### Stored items
----------

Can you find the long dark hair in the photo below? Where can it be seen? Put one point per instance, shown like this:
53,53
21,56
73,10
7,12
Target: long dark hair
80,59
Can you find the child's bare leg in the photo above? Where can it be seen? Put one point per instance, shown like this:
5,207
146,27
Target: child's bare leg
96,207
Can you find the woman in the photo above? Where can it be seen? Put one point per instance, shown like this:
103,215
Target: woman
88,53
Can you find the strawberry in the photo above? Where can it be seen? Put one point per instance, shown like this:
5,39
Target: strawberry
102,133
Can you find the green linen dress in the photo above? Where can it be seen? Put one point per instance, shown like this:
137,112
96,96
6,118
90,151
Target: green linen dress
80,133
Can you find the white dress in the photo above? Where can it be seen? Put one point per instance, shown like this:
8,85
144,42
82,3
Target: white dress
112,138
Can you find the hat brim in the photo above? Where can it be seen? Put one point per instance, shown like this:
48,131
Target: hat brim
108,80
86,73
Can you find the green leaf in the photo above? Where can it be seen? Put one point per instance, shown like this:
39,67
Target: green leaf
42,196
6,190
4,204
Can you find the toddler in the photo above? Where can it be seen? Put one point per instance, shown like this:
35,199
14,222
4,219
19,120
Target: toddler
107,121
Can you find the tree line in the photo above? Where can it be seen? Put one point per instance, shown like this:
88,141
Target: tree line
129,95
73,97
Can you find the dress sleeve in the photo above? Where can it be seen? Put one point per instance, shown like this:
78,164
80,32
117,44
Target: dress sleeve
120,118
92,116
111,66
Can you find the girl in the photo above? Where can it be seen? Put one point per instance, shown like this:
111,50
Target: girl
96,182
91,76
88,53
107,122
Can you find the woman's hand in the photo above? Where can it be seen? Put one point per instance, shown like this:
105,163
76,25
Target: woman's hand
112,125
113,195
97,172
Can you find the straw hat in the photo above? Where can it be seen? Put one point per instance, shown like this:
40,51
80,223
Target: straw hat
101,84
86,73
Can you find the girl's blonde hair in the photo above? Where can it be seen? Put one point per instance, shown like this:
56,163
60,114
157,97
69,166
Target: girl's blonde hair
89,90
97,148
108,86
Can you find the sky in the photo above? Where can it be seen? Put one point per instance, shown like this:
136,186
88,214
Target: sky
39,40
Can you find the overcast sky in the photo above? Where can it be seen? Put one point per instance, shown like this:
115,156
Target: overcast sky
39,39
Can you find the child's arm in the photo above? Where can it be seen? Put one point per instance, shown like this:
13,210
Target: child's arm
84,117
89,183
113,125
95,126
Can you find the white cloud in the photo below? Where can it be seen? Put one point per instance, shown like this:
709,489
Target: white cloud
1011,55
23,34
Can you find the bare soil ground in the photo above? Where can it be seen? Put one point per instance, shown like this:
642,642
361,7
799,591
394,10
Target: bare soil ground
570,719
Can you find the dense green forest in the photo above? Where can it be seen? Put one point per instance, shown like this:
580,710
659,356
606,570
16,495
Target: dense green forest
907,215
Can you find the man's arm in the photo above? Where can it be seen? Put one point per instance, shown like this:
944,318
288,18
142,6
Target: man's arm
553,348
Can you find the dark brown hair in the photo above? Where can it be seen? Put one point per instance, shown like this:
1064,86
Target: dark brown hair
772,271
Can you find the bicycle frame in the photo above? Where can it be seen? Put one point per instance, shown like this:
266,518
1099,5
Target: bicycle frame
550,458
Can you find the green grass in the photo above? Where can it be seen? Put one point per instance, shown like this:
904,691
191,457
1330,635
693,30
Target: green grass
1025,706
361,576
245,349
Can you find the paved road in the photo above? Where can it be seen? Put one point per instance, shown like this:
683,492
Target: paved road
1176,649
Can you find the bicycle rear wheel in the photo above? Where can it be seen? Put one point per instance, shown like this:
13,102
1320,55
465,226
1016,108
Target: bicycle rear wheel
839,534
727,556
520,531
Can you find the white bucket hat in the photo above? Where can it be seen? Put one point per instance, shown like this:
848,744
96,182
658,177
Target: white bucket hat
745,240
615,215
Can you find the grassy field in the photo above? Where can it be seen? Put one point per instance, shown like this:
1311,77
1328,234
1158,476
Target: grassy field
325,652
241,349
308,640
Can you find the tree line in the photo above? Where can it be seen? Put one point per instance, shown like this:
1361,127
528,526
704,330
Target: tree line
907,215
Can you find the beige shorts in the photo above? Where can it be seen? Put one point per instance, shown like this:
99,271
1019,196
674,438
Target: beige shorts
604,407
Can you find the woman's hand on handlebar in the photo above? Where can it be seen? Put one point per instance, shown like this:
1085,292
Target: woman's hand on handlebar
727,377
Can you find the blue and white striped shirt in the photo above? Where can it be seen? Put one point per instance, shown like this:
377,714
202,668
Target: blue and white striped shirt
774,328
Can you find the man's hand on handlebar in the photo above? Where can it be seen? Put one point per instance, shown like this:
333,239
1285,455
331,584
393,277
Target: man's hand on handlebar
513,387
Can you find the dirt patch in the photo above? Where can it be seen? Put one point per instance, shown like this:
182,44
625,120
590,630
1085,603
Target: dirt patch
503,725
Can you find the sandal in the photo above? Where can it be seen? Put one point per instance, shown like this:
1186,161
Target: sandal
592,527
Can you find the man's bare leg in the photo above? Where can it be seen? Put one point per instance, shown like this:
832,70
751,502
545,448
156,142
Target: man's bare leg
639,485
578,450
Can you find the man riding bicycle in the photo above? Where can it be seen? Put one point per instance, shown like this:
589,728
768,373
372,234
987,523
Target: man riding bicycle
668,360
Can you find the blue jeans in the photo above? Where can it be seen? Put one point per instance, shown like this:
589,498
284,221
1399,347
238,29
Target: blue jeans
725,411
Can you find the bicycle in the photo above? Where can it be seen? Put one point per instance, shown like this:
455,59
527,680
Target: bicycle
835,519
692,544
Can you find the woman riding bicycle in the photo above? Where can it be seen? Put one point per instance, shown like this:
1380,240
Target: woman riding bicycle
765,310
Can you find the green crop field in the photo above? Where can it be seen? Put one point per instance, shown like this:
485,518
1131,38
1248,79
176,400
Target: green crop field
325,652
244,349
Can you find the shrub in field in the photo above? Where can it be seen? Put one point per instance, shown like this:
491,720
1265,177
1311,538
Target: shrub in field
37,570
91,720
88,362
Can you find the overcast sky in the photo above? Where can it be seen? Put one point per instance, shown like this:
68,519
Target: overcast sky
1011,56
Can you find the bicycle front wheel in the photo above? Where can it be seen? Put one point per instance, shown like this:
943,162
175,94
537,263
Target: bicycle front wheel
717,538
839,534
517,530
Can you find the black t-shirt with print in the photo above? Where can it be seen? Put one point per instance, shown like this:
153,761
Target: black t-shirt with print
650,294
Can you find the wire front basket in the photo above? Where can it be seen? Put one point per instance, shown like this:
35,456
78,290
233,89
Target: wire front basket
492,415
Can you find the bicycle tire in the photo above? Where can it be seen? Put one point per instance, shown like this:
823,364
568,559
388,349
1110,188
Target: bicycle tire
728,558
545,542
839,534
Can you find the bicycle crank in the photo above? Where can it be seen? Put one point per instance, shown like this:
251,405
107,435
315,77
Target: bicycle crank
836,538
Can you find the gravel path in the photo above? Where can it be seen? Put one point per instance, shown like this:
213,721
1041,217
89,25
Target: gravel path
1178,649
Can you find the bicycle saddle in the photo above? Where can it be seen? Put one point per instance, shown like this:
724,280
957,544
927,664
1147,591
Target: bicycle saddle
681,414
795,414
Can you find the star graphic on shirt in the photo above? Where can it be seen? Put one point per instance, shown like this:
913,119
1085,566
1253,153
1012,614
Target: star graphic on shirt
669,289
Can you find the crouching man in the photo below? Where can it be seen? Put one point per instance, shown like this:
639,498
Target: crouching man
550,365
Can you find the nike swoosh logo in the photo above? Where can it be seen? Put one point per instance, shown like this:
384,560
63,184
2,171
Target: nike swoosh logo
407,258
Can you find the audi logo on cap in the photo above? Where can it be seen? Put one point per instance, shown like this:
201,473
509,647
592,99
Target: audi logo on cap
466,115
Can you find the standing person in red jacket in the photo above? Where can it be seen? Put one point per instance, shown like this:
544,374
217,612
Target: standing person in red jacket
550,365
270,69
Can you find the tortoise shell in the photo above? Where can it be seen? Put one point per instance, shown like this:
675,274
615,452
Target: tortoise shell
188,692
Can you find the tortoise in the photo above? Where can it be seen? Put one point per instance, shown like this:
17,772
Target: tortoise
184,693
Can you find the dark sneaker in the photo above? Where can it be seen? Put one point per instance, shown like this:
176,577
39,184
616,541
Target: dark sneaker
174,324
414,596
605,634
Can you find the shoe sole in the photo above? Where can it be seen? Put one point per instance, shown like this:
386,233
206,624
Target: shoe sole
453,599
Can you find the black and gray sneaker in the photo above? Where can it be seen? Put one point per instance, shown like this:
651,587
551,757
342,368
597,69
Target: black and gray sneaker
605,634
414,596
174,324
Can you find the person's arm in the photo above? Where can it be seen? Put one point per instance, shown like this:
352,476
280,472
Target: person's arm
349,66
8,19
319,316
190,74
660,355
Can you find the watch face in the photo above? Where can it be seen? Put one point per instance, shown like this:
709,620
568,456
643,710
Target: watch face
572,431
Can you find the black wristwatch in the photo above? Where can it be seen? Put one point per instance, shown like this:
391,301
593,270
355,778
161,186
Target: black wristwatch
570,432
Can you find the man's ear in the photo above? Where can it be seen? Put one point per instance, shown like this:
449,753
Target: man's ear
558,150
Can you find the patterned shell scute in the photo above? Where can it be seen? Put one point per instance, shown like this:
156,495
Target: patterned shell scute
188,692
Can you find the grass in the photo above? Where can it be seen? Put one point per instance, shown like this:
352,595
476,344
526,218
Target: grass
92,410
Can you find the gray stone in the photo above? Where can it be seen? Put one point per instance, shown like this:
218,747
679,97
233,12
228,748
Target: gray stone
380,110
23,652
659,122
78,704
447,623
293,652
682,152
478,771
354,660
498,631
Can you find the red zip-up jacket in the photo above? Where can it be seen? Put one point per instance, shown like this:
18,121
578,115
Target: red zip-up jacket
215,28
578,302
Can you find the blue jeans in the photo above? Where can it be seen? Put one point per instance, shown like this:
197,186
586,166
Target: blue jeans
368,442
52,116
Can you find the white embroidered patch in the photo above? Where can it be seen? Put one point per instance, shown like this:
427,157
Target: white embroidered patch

----------

### Work instructions
Restate word for word the lines from the one holding "Can you find the grass in" to the end of the listing, both ends included, and nothing more.

### Right answer
Can you find the grass in the photo above? Where can it be seen? Put one point per instance, shown like this:
352,595
476,344
526,218
Target: grass
92,410
Can you find the gray stone in the photo above? Where can it be seen? Put one point per instance, shown like this:
218,747
679,97
233,12
228,748
Target: gray stone
380,110
23,652
659,122
78,704
447,623
293,652
682,152
478,771
354,660
498,631
Can you find the red zip-up jacket in the photo above? Where can it be seen? Put one point per instance, shown like this:
18,121
578,115
Target: red zip-up jacket
215,28
578,302
Can you find the blue jeans in the photo above? Where can it be seen? Put one point per instance, shown like this:
197,186
586,166
Target: blue jeans
368,442
52,116
Can you find the white embroidered patch in the photo above? Where can it be seen? Put one point per instance, shown like this:
427,157
Target: white embroidered patch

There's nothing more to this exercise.